强类型和弱类型
- js属于弱类型语言
- ts将js这种弱类型语言变成强类型语言
静态类型和动态类型
- 静态类型语言:在编译阶段确定所有变量类型
- 动态类型语言:在执行阶段确定所有变量类型
ts入门
- 1.全局安装ts:
npm i typescript -g(可使用tsc) - 2.ts配置文件初始化:
tsc --init生成tsconfig.json - 3.编译ts文件:
tsc ./src/index - 4.添加webpack打包工具
- 5.添加ts-loader
ts基本类型
- 原始类型
let bool: boolean = true
let num: number | undefined | null = 123
let str: string = 'abc'
// str = 123
// 数组
let arr1: number[] = [1, 2, 3]
let arr2: Array<number | string> = [1, 2, 3, '4']
// 元组
let tuple: [number, string] = [0, '1']
// tuple.push(2) 可以添加新元素
// console.log(tuple)
// tuple[2] 不能访问到新元素
// 函数
let add = (x: number, y: number) => x + y //返回值类型可以不写,ts有类型推断
let compute: (x: number, y: number) => number
compute = (a, b) => a + b
// 对象
let obj: { x: number, y: number } = { x: 1, y: 2 }
obj.x = 3
// symbol
let s1: symbol = Symbol()
let s2 = Symbol()
// console.log(s1 === s2) false
// undefined, null
let un: undefined = undefined
let nu: null = null
num = undefined //定义num时候就要允许类型为undefined
num = null
// void 没有任何返回值
let noReturn = () => {}
// 如果不指定类型,默认any类型,和js没有区别
let x
x = 1
x = []
x = () => {}
// never
let error = () => {
throw new Error('error')
}
let endless = () => {
while(true) {}
}
- 枚举类型
一组有名字的常量集合,通常用于定义一些常量,便于代码阅读,枚举分为数字枚举和字符串枚举
- 如下代码,可读性非常差,可维护性也差
可以使用枚举来解决
enum Role {
Reporter = 1, //自定义初始值
Developer,
Maintainer,
Owner,
Guest
}
// 数字枚举,值会递增
enum Role {
Reporter = 1, //自定义初始值
Developer,
Maintainer,
Owner,
Guest
}
// console.log(Role.Reporter)
// console.log(Role)
// 字符串枚举
enum Message {
Success = '恭喜你,成功了',
Fail = '抱歉,失败了'
}
// 异构枚举,容易混淆,不建议使用
enum Answer {
N,
Y = 'Yes'
}
// 枚举成员,只读,不能修改
// Role.Reporter = 0
enum Char {
// const member
a,
b = Char.a,
c = 1 + 3,
// computed member
d = Math.random(),
e = '123'.length,
f = 4
}
// 常量枚举 用const声明,在编译阶段会被移除
const enum Month {
Jan,
Feb,
Mar,
Apr = Month.Mar + 1,
// May = () => 5
}
let month = [Month.Jan, Month.Feb, Month.Mar]
// 枚举类型
enum E { a, b }
enum F { a = 0, b = 1 }
enum G { a = 'apple', b = 'banana' }
let e: E = 3
let f: F = 3
// console.log(e === f) 不能进行比较
let e1: E.a = 3
let e2: E.b = 3
let e3: E.a = 3
// console.log(e1 === e2)

--

■ **任务要求**:
1. 在这篇 TypeScript 入门笔记中,常量枚举用什么关键字声明?它在哪个阶段会被移除?
2. 接着这篇 TypeScript 入门笔记的最后一行往下续写。

■ **数据区**:
--

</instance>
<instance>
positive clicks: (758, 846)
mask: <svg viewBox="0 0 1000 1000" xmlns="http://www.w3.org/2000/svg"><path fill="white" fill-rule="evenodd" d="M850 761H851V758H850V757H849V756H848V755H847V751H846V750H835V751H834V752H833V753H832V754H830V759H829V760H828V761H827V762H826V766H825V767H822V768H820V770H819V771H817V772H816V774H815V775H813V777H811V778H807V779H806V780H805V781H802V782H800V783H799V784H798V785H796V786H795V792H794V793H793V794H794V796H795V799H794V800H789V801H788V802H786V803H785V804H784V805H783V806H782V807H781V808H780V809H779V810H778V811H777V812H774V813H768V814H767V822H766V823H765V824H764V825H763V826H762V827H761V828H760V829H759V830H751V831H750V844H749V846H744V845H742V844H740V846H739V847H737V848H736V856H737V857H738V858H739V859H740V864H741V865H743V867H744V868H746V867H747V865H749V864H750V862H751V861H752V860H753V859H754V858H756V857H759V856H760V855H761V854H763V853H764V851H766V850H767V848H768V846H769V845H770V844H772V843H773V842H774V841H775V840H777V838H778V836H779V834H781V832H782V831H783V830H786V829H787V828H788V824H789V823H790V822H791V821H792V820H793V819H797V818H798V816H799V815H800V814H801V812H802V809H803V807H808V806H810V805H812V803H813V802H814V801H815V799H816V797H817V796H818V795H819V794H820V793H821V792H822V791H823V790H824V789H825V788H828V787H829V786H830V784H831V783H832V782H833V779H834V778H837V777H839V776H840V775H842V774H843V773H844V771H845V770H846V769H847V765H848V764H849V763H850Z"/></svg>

--

■ **按序号作答**:
1. 用 const 声明,在编译阶段会被移除。

2.
// console.log(e1 === e3) //只有自己可以和自己比较
let g1: G = G.a
let g2: G.a = G.a
ts对象类型接口
interface StringArray {
[index: number]: string
}
let chars: StringArray = ['a', 'b']
type Add = (x: number, y: number) => number
let add: Add = (a: number, b: number) => a + b
ts函数类型接口
- 函数定义固定参数
// 函数定义
function add1(x: number, y: number) {
return x + y
}
let add2: (x: number, y: number) => number
type add3 = (x: number, y: number) => number
interface add4 {
(x: number, y: number): number
}
- 可选参数
function add5(x: number, y?: number) {
return y ? x + y : x
}
add5(1)
- 函数重载
function add8(...rest: number[]): number;
function add8(...rest: string[]): string;
function add8(...rest: any[]) {
let first = rest[0];
if (typeof first === 'number') {
return rest.reduce((pre, cur) => pre + cur);
}
if (typeof first === 'string') {
return rest.join('');
}
}
console.log(add8(1, 2))
console.log(add8('a', 'b', 'c'))
ts函数类型接口
- 类的继承和成员修饰符,抽象类
abstract class Animal { //抽象类
eat() {
console.log('eat')
}
abstract sleep(): void //抽象方法
}
// let animal = new Animal() //抽象类不能被实力化
class Dog extends Animal { // 抽象类可以被继承
constructor(name: string) {
super()
this.name = name
this.pri()
}
public name: string = 'dog'
run() {}
private pri() {} //私有方法,只能自己调用
protected pro() {} //保护方法只能自己和子类使用
readonly legs: number = 4 //只读
static food: string = 'bones' //静态成员,只能通过类名,不能通过子类调用,但是可以被继承
sleep() {
console.log('Dog sleep')
}
}
// console.log(Dog.prototype)
let dog = new Dog('wangwang')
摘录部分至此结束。